• Fragmento del texto:
═══
Nada que se explique en nuestros textos de "autoayuda educativa" o de
"management del conocimiento". Los alumnos, en el fondo, son vistos como ratones de laboratorio en los que se verifican experimentos anteriores de la tecnocracia educativa buscando el ideal del
conocimiento instantáneo, como las sopas. Se les echan los polvitos del sobre,
se pone el agua caliente, se remueve un poco y, ¡voila!, un joven bien
preparado listo para un mercado laboral inapetente. Aunque los rumiantes nunca han tenido buena prensa metafórica en la enseñanza, el rumiado es necesario, esencial, para la comprensión.
La
carencia de la voluntad de "rumiar" por parte del sistema educativo y
sus diseñadores es notoria, en la busca de la "eficiencia" educativa y el aprovechamiento del tiempo fabril escolar. La
acumulación de materias es tal que ninguna se construye más allá de la
consistencia intelectual de la casa del primer cerdito. El soplo de la duda las
derriba sin remedio; en ocasiones no se llega ni a la duda porque el olvido las hace desaparecer antes. ¿La solución?: no
dude. Como la duda puede surgir de un ambiente en el que las cosas se
cuestionan, el logro más eficaz es —al contrario de lo que Gilles Deleuze les
planteaba— un entorno sólidamente convencido de sus propios logros. Es la
soberbia del conocimiento plano, la arrogancia del que cree que lo que dice es
cierto sencillamente porque nadie le lleva la contraria. Como en esas ruedas de
prensa comprometidas, se prohíben las preguntas; con el comunicado escueto es suficiente. Ya tienen todo lo que necesitaban saber.
═══
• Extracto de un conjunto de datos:
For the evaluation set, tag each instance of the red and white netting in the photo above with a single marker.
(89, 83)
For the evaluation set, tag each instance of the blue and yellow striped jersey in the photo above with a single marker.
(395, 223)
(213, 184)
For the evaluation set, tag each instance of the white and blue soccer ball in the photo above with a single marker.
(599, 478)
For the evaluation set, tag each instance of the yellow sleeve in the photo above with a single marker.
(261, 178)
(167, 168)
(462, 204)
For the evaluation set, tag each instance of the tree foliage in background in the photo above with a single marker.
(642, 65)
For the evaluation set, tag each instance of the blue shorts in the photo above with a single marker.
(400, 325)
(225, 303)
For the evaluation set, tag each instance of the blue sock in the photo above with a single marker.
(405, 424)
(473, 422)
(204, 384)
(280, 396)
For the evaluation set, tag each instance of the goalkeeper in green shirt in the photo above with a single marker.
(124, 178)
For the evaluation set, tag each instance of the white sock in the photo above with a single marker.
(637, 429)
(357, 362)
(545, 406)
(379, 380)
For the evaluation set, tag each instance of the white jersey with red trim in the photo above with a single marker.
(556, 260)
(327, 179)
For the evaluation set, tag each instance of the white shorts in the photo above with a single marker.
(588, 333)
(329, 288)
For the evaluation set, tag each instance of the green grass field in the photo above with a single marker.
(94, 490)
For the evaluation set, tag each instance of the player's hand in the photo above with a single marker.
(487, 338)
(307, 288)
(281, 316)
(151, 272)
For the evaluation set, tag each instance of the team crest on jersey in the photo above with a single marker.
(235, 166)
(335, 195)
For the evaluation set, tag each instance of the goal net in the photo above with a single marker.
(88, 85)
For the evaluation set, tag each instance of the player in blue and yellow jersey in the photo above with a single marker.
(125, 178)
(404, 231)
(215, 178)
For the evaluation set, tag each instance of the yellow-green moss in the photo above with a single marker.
═══
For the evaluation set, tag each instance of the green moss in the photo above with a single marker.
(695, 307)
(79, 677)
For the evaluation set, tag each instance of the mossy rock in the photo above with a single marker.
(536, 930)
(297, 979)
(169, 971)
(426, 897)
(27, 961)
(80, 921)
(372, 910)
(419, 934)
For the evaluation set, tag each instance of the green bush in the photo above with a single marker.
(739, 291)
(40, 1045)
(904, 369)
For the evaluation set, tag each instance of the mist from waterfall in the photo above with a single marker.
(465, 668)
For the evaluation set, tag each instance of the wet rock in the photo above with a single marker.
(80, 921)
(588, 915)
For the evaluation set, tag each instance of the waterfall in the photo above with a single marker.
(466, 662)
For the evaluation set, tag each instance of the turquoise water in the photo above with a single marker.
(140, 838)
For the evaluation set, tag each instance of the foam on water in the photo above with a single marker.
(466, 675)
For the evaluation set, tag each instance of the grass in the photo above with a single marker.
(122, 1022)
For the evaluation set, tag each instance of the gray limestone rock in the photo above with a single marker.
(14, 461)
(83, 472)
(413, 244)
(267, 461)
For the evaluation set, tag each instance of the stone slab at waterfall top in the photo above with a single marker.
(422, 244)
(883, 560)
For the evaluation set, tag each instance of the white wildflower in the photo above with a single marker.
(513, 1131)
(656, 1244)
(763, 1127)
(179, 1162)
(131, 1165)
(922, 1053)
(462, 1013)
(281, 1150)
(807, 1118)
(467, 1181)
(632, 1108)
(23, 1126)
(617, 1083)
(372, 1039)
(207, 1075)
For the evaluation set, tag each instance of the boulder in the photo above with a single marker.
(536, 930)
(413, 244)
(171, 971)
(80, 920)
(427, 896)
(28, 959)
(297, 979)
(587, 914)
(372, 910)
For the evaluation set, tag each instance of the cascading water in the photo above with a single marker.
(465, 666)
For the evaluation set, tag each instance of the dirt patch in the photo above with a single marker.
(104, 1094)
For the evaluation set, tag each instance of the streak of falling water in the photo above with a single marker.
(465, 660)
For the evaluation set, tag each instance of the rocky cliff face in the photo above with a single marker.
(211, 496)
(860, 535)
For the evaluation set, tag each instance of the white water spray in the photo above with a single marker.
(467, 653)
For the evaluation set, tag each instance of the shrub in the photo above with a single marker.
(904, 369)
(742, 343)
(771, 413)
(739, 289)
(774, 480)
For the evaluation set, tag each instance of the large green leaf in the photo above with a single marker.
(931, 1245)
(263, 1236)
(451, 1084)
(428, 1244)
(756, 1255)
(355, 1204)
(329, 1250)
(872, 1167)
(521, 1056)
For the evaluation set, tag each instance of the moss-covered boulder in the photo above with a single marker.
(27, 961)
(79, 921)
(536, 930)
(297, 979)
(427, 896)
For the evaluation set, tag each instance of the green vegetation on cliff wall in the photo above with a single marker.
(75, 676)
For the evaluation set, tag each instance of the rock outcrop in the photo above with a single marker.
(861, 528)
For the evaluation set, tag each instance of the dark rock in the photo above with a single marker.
═══
• Tareas pendientes:
1. Contesta estas preguntas sobre el fragmento acerca del sistema educativo:
(a) ¿Con qué compara el fragmento el ideal del conocimiento instantáneo?
(b) ¿Con la consistencia intelectual de qué casa se compara la de las materias?
(c) ¿Qué se prohíbe en esas ruedas de prensa comprometidas?
2. Reproduce las entradas desde la línea que contiene "For the evaluation set, tag each instance of the rock outcrop" hasta la línea que contiene "For the evaluation set, tag each instance of the dark", ambas incluidas. Traslada cada coordenada de las respuestas sumando 22 a cada número.

• Respuestas:
1.
(a) Con las sopas.
(b) Con la de la casa del primer cerdito.
(c) Las preguntas.

2.
For the evaluation set, tag each instance of the rock outcrop in the photo above with a single marker.
(883, 550)
For the evaluation set, tag each instance of the dark rock in the photo above with a single marker.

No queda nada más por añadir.